▸ TEXT:
Can American Funds Win Back Advisors?

America_FundsLogoAmerican Funds, which has notoriously and historically been media-shy, is now trying to change that, at least with advisor-facing publications. And there's good reason for the change. Long considered the darling of the mutual fund world, American Funds bled $81.5 billion in assets in 2011, and lost another $10 billion in assets during the first two months of this year, according to Morningstar. Now, the company is trying to win back the hearts of advisors, launching a new series of funds of funds, ramping up its advertising in trade publications that reach advisors, and rolling out a Facebook page and YouTube channel. The company will also start making its business professionals available to advisor-facing publications, such as Registered Rep., for the first time.

I sat down with the fund family’s spokesman Chuck Freadhoff to hear more about the new initiatives, which get underway next month. Freadhoff said nothing has changed on the investments side; it still has the same investment philosophy and multi-manager approach to running its funds. But a lot is changing on the business side.

For one, the fund company is going to start advertising in select trade publications, a big leap for a company that has never advertised. The company only sells through advisors, not direct to retail investors, so the advertising will be targeted at advisors. The company has also launched a Facebook page. The new YouTube channel, coming this summer, will feature the company’s executives talking about investment themes, such as dividend investing. But it won’t be product-oriented.

▸ ASSIGNMENT:
Extend the article about American Funds trying to win back advisors, picking up after its last sentence. You don't need the entries that come next.

▸ Stored data entries:
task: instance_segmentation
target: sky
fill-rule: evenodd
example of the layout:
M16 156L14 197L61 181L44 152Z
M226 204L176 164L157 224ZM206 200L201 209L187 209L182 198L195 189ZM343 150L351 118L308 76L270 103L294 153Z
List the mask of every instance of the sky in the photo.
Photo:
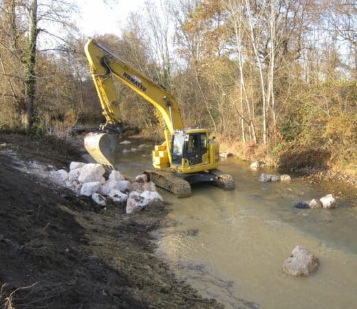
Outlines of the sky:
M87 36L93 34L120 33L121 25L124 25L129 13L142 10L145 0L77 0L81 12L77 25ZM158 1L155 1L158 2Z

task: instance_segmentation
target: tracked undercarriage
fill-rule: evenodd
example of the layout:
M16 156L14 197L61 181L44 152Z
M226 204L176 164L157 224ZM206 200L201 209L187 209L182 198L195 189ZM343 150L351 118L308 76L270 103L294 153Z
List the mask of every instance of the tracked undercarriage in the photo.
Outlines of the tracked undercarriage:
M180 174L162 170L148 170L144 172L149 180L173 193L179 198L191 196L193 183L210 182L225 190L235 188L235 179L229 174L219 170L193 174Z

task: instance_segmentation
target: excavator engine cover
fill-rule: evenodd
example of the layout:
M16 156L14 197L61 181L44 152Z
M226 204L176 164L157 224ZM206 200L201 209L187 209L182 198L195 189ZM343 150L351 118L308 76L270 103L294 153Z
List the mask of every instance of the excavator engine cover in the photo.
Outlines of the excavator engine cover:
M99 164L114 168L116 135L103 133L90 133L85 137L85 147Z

▸ ANSWER TO THIS EXERCISE:
Many have debated the reasons why advisors have been taking money out of American Funds in droves. Our February 2011 cover story outlined many of the possible reasons. Perhaps it was poor performance, or a symptom of the move away from active mutual funds toward more passive instruments. Maybe it was the effect of the equity market volatility, or perhaps advisors didn’t like the company’s wholesaling approach anymore. Equities, which constitute a large part of their fund line-up, are out of favor with investors. But the primary reason, according to Freadhoff, is bad performance over the last couple years.

Some of the changes going on at American Funds came out of advisors telling the firm, ‘You’re not making our lives any easier,’ Freadhoff said. One way the company is trying to make their lives easier is with a new line-up of funds of funds, eight of them to be exact, also coming in May. They’ll provide different three types of portfolios that advisors can use with clients depending on their risk tolerance, including accumulation portfolios, balanced portfolios and preservation portfolios. Although there will be several American Funds within these funds, there will only be one ticket charge.

Of course, I understand why American Funds is trying to get in front of advisors. It’s not as if advisors don’t know they are, but many of them simply lost faith in the fund company and walked away. If they want to get their attention, they’ve got to show that things have changed. The question is, will the new efforts work?